---------- DATA FOR THIS EXERCISE

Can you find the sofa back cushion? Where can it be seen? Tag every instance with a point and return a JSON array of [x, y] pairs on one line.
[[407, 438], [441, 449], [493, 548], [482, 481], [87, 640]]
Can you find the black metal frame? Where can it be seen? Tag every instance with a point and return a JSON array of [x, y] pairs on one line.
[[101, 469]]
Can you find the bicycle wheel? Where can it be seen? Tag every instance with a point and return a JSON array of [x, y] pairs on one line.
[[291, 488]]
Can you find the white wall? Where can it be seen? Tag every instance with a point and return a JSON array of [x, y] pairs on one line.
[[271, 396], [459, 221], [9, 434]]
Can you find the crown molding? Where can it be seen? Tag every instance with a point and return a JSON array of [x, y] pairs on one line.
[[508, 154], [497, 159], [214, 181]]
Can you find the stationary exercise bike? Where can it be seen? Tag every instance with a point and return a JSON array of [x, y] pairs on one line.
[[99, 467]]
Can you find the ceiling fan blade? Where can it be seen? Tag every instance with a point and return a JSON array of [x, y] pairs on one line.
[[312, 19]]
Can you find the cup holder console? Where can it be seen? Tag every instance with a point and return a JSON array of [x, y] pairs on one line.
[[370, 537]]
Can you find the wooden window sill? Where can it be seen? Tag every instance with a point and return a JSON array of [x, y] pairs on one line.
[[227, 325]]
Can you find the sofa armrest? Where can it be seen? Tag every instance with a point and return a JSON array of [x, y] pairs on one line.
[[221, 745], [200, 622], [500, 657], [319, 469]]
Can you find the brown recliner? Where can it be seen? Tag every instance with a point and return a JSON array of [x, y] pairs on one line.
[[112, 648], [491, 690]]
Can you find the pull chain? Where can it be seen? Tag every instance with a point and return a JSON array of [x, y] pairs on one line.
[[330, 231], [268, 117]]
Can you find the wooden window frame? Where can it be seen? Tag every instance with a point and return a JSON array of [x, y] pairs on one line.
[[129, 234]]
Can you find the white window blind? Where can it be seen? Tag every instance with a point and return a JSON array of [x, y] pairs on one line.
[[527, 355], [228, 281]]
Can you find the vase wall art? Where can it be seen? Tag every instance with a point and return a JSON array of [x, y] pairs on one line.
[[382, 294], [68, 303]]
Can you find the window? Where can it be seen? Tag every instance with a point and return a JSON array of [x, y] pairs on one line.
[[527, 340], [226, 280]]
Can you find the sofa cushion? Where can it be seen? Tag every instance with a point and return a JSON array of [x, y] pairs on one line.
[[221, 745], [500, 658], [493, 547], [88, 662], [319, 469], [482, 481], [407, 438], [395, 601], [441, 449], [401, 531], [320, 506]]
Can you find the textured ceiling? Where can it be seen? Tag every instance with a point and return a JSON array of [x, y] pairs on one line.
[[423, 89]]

--------------------

▶ _GOAL OF THE EXERCISE_: Reproduce every one of the items above verbatim, without any alteration.

▶ _RESULT_:
Can you find the sofa back cushion? Where can it be seen? Tag every instance with a point and return a JSON array of [x, y] pairs on one line.
[[407, 438], [441, 449], [493, 548], [482, 481], [87, 640]]
Can you find the black metal frame? Where can it be seen? Tag every instance with a point and return a JSON array of [x, y] pairs on one line.
[[101, 469]]
Can you find the bicycle wheel? Where can it be seen? Tag every instance with a point and return a JSON array of [x, y] pairs on one line.
[[291, 488]]
Can you find the white wall? Where can it be seen? Tag every instance with a point and return a JSON array of [x, y] pairs on one line.
[[271, 396], [459, 221], [9, 434]]
Can you find the crown molding? Where can it be seen? Tag every instance with a point and return a JSON array of [x, y] pairs on one line.
[[508, 154], [497, 159], [214, 181]]
Can you find the stationary exercise bike? Where can it be seen? Tag every instance with a point and return a JSON array of [x, y] pairs on one line.
[[99, 467]]
Can you find the ceiling fan blade? Where can it be seen? Tag every instance with a point and return a JSON array of [x, y] pairs on one line.
[[312, 19]]
Can you find the cup holder console? Where can it be seen? Tag every instance with a point and return a JSON array of [x, y] pairs on one line.
[[370, 537]]
Can you find the wooden window sill? Where can it be seen? Tag every instance with a point and return a JSON array of [x, y] pairs on one line.
[[227, 325]]
Can you find the sofa armrest? Where can it be seen? Tag every instance with a point and return a JSON array of [x, y] pairs on one line.
[[221, 745], [200, 622], [500, 657], [319, 469]]
Can you find the brown recliner? Where can it be seen? Tag every instance with a point and return a JSON array of [x, y] pairs on one line.
[[112, 648], [491, 690]]
Can you find the pull chain? Where can it be seen? Tag every instance with a point and return a JSON array of [x, y] pairs on one line.
[[330, 231], [268, 117]]
Can you find the wooden window frame? Where can it be seen? Tag every instance with a point and return a JSON array of [x, y] pairs on one line.
[[129, 234]]
Can you find the white window blind? Where can it be seen? Tag every instance with a point and return a JSON array of [x, y] pairs on one line.
[[527, 355], [228, 281]]
Can you find the vase wall art? Where can it be seen? Tag every instance with a point and return a JSON array of [x, y] pairs on one line.
[[382, 294], [68, 303]]
Can you find the window? Where can it be seen? Tag every instance with a point and return a JSON array of [x, y] pairs on one line.
[[527, 340], [226, 280]]
Can you find the sofa cushion? Where can it be seen? Tag every instance with a point and return a JSON array of [x, y] pairs on one line.
[[221, 745], [500, 658], [493, 547], [88, 662], [319, 469], [482, 481], [407, 438], [395, 601], [441, 449], [401, 531], [320, 506]]
Can you find the textured ceiling? Where can it be seen? Tag every instance with a point and return a JSON array of [x, y] pairs on one line.
[[423, 89]]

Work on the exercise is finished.